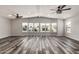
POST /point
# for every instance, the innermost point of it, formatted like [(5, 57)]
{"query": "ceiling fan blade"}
[(66, 9), (53, 9), (59, 6), (63, 6)]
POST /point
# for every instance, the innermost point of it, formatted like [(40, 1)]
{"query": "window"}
[(36, 27), (68, 27), (47, 27), (42, 27), (30, 27), (25, 27)]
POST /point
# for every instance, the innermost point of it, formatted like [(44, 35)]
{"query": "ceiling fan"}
[(60, 9), (17, 15)]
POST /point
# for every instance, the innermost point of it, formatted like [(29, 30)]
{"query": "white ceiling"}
[(36, 10)]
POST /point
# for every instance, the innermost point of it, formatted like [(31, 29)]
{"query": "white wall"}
[(17, 25), (60, 27), (4, 27), (74, 27)]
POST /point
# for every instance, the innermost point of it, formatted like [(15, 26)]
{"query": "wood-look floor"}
[(38, 45)]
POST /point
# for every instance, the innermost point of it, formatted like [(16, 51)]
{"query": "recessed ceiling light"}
[(9, 15)]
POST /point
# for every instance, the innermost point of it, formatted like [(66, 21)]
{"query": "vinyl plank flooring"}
[(39, 45)]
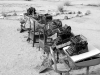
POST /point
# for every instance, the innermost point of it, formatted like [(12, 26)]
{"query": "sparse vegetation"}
[(4, 14), (15, 14), (28, 0), (60, 8), (88, 12), (67, 3)]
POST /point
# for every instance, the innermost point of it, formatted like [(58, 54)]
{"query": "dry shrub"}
[(60, 8), (88, 12), (66, 17), (14, 14), (67, 3)]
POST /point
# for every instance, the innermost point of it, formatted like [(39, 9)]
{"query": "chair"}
[(87, 59)]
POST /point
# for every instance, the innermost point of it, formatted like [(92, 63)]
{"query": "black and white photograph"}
[(49, 37)]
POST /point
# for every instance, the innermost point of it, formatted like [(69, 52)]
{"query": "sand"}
[(18, 57)]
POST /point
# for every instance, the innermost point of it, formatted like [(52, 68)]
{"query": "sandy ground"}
[(18, 57)]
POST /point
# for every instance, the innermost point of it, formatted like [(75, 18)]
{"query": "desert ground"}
[(18, 57)]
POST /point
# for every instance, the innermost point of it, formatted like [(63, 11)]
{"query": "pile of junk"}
[(59, 43)]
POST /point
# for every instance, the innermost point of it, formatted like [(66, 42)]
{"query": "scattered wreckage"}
[(72, 51)]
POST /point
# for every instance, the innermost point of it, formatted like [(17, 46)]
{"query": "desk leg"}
[(87, 70)]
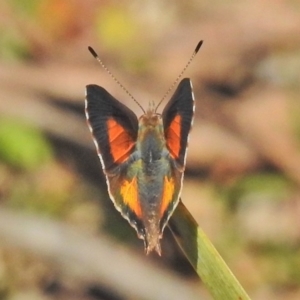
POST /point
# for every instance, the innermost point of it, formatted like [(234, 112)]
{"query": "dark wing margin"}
[(113, 125), (177, 118)]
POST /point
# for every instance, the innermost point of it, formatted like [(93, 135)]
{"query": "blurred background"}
[(243, 166)]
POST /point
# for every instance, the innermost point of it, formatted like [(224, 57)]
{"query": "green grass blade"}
[(204, 258)]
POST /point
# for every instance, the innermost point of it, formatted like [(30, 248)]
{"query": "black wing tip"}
[(198, 46), (93, 52)]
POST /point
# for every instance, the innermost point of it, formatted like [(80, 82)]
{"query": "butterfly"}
[(142, 158)]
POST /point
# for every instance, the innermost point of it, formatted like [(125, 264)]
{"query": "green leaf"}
[(204, 258), (23, 146)]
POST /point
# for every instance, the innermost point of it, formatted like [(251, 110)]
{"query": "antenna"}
[(181, 73), (93, 52)]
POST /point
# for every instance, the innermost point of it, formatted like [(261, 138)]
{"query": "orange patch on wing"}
[(173, 136), (168, 192), (129, 192), (120, 141)]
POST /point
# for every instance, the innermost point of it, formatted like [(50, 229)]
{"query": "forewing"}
[(113, 125), (177, 118)]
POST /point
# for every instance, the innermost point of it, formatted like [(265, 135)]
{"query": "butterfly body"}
[(143, 159)]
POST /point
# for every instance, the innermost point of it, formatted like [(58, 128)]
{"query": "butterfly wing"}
[(113, 125), (177, 118)]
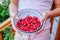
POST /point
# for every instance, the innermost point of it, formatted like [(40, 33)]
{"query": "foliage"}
[(7, 34), (4, 14), (4, 10)]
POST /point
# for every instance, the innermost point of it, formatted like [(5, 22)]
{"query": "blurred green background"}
[(4, 14)]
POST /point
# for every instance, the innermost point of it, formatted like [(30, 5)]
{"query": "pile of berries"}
[(29, 24)]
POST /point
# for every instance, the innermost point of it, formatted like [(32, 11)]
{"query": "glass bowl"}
[(24, 13)]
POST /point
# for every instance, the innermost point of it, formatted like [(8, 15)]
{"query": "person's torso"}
[(39, 5)]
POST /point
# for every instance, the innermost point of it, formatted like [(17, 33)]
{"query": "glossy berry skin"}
[(29, 24)]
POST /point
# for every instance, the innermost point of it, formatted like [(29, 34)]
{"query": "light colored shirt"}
[(41, 6)]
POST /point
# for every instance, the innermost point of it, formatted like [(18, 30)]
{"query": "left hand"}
[(44, 18)]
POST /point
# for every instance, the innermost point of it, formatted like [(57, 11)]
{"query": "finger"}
[(44, 24)]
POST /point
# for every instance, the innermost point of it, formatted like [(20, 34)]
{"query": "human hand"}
[(44, 18)]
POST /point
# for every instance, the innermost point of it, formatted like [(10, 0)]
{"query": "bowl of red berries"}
[(28, 21)]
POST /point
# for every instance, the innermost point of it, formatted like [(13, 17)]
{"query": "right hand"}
[(13, 11)]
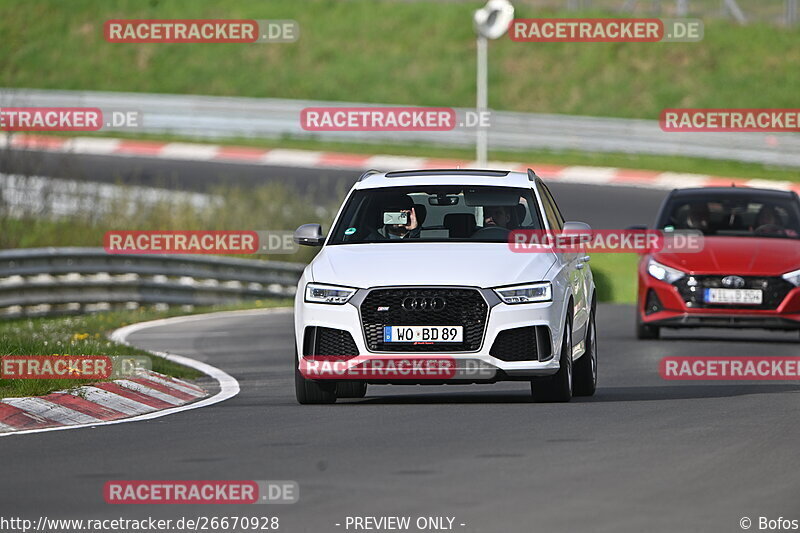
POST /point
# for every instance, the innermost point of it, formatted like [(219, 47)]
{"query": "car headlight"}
[(793, 277), (525, 294), (663, 272), (328, 294)]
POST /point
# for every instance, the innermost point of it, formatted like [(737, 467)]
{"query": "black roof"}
[(731, 191)]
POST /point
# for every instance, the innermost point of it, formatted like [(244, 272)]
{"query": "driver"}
[(496, 215), (698, 217), (768, 222), (403, 204)]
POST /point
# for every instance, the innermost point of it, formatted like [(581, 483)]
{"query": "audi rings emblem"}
[(423, 303)]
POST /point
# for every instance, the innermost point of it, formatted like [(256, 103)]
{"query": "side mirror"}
[(577, 227), (309, 235)]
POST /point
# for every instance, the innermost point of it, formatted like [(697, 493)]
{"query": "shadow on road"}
[(603, 395)]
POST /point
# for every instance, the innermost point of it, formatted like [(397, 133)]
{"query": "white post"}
[(482, 102)]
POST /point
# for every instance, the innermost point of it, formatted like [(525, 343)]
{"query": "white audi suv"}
[(418, 282)]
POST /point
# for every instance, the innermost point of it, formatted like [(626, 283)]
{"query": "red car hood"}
[(738, 255)]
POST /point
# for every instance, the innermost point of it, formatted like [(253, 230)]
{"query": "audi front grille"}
[(424, 307)]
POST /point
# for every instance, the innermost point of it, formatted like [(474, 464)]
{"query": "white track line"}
[(228, 385)]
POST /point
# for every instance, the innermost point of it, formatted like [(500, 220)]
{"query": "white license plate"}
[(426, 334), (734, 296)]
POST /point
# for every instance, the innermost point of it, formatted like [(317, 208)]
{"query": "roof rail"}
[(368, 173), (455, 171)]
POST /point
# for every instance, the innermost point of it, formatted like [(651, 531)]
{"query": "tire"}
[(308, 391), (646, 331), (351, 389), (558, 387), (585, 369)]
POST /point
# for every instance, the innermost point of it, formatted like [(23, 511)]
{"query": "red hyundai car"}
[(747, 274)]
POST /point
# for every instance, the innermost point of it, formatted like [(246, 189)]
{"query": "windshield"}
[(435, 214), (734, 215)]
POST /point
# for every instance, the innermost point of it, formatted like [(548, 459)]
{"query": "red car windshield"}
[(734, 215)]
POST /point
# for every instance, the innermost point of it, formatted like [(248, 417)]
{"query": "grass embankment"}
[(419, 53), (84, 335)]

- - -

Requirements:
Return everything from the start of the material down to the line containing "[(66, 9), (53, 9), (59, 6), (63, 6)]", with both ends included and written out unchanged. Leave the pictures out of your answer.

Written solution:
POST /point
# for every instance, the innermost point of it, formatted like [(5, 57)]
{"query": "ceiling fan blade"}
[(66, 9), (53, 9), (59, 6), (63, 6)]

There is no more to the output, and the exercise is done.